As a war correspondent, I’ve had the privilege of witnessing these truths firsthand.
In February 2015, I joined a U.S. Army Stryker convoy as it traveled 1,100 miles from Estonia, down through Latvia, Lithuania, Poland, and into the Czech Republic. The convoy was called Operation Dragoon Ride; it was meant to show the United States’ resolve to defend NATO’s eastern members from Russian aggression.
Along the way, thousands of people lined the roadside waving U.S. flags. Fathers had children on their shoulders. Young women blew kisses to the U.S. troops. At each stop, no matter how small the village, people gathered to meet the soldiers and get selfies with them.
I wish you could have seen it; you would have been proud to be an American. I certainly was.
In February 2019, I visited Kosovo for its 11th Independence Day. A military parade marked the occasion in the capital city of Pristina, and observers lined the streets waving Kosovar, Albanian, and U.S. flags.
Before the parade, I had lunch at a café on Saint Mother Teresa Boulevard, Pristina’s main thoroughfare. When I asked for the check the waiter simply smiled and said, “It’s on the house.”
I asked why.
The waiter, whose name was Fadil Azemi, replied: “Your country saved mine. The least I can do is buy you lunch.”
The people of Kosovo are proud of their country’s hard-earned independence. And they’re particularly grateful for the U.S.-led NATO air war in 1999, which reversed a Serbian ethnic cleansing campaign and saved their country from catastrophe. In Pristina’s city center, a statue of Bill Clinton stands beside a boulevard named in the former president’s honor. There’s also a “George Bush Boulevard.”
“We fought for our freedom and our independence, and we would have never won the war on our own—the U.S. is the savior of the people of Kosovo,” President Hashim Thaçi of Kosovo told me during an interview in Pristina.

▸ **WHAT IS REQUIRED**:
Resume the war correspondent's account of gratitude toward the United States in Europe, starting right after its last sentence.

▸ **RECORDS SUPPLIED**:
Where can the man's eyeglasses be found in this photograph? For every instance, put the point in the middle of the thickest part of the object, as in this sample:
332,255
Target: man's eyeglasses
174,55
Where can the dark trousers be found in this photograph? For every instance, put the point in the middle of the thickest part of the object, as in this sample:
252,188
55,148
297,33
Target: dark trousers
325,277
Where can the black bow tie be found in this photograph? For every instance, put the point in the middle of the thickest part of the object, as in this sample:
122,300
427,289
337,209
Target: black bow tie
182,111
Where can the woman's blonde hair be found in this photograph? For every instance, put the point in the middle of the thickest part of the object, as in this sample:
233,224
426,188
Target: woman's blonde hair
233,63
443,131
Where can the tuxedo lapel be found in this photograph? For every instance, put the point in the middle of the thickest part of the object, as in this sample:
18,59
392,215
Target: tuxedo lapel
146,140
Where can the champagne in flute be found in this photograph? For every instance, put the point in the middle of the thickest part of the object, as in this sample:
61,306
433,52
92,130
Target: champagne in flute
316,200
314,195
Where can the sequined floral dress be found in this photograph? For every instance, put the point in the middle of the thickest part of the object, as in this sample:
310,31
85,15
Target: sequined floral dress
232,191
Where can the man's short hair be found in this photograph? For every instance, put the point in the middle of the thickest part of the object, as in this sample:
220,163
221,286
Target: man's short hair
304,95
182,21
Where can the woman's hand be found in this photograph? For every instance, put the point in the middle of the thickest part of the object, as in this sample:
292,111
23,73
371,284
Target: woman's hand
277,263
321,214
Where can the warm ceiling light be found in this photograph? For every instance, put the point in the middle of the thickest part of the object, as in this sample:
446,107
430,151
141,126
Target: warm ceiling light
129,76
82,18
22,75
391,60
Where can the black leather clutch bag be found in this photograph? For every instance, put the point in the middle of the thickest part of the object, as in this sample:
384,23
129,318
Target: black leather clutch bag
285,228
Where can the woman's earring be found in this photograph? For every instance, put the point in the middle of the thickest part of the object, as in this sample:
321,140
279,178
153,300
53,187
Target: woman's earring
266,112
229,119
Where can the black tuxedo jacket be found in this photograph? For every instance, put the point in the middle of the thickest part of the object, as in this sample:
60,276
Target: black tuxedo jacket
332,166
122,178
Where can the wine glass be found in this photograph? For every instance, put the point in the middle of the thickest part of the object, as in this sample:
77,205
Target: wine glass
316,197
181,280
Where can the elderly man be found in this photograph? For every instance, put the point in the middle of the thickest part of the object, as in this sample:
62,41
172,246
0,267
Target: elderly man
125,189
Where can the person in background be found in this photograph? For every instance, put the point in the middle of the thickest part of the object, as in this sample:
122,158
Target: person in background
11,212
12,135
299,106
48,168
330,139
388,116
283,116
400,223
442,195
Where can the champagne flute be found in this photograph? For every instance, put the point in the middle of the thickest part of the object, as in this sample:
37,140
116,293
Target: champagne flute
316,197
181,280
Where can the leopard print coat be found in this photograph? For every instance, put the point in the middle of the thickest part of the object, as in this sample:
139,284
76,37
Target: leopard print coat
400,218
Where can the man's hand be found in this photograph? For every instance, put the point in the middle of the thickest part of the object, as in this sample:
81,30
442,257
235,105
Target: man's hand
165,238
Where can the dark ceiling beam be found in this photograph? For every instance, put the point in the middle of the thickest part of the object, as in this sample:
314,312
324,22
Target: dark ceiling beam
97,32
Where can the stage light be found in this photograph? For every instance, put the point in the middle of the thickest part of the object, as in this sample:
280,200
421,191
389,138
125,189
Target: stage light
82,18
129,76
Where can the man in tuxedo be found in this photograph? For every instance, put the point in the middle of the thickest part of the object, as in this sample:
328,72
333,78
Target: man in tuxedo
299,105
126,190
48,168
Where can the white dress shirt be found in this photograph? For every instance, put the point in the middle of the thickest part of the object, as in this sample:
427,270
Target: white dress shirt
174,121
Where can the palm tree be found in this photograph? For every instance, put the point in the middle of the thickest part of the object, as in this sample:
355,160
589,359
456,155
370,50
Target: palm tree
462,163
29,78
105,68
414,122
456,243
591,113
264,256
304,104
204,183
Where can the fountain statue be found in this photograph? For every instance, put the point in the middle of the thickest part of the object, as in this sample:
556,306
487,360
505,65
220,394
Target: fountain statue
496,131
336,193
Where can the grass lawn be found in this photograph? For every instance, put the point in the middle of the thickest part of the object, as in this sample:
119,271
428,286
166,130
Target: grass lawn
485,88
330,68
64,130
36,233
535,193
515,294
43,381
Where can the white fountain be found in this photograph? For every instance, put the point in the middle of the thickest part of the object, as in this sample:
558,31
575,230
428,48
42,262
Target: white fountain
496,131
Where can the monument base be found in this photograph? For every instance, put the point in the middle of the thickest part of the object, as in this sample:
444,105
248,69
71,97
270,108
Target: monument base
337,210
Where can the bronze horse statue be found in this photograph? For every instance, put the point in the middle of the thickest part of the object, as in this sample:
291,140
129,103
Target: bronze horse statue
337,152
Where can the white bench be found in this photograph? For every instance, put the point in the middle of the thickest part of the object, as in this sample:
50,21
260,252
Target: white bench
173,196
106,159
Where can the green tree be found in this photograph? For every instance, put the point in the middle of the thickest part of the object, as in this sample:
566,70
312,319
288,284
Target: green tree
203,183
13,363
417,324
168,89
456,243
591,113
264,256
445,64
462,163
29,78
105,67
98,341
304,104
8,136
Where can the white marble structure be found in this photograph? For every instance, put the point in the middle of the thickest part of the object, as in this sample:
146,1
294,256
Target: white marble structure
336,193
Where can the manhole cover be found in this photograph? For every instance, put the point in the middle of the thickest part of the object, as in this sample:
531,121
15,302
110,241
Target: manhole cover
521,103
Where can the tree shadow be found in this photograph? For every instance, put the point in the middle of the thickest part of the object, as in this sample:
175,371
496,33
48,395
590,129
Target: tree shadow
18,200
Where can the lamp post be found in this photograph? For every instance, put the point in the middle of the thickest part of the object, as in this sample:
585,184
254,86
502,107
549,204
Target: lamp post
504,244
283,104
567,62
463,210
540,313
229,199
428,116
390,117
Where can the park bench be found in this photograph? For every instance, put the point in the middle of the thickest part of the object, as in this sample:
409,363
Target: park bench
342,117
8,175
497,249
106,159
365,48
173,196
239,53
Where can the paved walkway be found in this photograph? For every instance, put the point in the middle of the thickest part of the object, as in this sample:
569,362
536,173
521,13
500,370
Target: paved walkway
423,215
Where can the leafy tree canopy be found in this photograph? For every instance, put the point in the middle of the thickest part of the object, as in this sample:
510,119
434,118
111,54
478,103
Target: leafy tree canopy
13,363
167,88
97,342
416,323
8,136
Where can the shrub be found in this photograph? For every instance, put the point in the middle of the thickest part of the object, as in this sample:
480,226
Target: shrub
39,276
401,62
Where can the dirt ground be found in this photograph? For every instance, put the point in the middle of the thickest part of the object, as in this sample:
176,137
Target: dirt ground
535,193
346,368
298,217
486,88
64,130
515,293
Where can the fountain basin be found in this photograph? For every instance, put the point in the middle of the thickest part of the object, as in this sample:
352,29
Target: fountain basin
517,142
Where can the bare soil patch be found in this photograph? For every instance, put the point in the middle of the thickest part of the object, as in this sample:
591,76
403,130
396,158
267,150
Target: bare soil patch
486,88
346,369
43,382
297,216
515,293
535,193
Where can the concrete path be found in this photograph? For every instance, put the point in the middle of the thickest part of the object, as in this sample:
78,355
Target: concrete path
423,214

▸ **ANSWER TO THIS TASK**:
Under Russian artillery fire in the trenches in eastern Ukraine, I’ve seen Ukrainian soldiers with American flags on their uniforms. They told me the flag symbolizes the freedom they’re fighting for. In the trenches in the front-line town of Pisky, I met one Ukrainian soldier who wore a Ronald Reagan Presidential Library T-shirt. When asked why, he said: “Because Reagan won the Cold War, and it would piss Putin off.”
At the front-line village of Krymske in 2015, Ukrainian troops renamed a street “John McCain Street.” To make it official, the troops taped a sheet of paper bearing McCain’s picture to a power pole.
In the front-line town of Shyrokyne in 2015, Ukrainian soldiers raised an American flag over their entrenched positions. The flag, once raised, invited the predictable response from the Russian side in the form of a few lobbed mortar rounds.
A Ukrainian National Guard soldier named Ivan Kharkiv made a video of the event.
“No Russia, no Putin, only Coca-Cola, only Barack Obama. U.S.A., all the way,” Kharkiv says in the video; the sounds of gunfire and artillery are audible in the background.
On Thanksgiving 2016, I visited the Ukrainian army’s 92nd Mechanized Brigade, which was dug in just outside the front-line town of Marinka. I went to the Ukrainian war zone that time with my younger brother, Drew, who is also an Air Force veteran and served in Afghanistan.
That night, Drew and I stood atop the Ukrainian fort and watched with both horror and awe as rockets and tracers cut across the blackened sky. The sounds of explosions rolled in seconds later, out of sync with the far-off flashes of light. This storm of steel was the nightly rhythm of Europe’s only ongoing land war.
It was a “regular night,” the Ukrainian soldiers told us.
Later, Drew and I shared a meal and a succession of toasts with our Ukrainian hosts. At first, the Ukrainians looked on us with suspicion. After all, we were foreigners in a war that wasn’t our own. Yet, as the alcohol caught up and the cultural and language barriers came down, the Ukrainians had a lot of questions about Afghanistan for my brother and me. Most of their fathers had fought in Afghanistan as Red Army soldiers in the 1980s, and the fact that Drew and I had both served there bought us instant credibility.
Soon we were as comfortable together as if we were all soldiers from the same country. And, even though we served under different flags, we’d all chosen to fight for similar reasons. The words “freedom” and “democracy” came up a lot that night — and so did the word “friend.”
“More than ammunition, we need to know we’re not alone,” a Ukrainian soldier named Andriy told us.
In the summer of 2015, I embedded with the Ukrainian regular army for eight days in the front-line town of Pisky, just outside the Donetsk airport.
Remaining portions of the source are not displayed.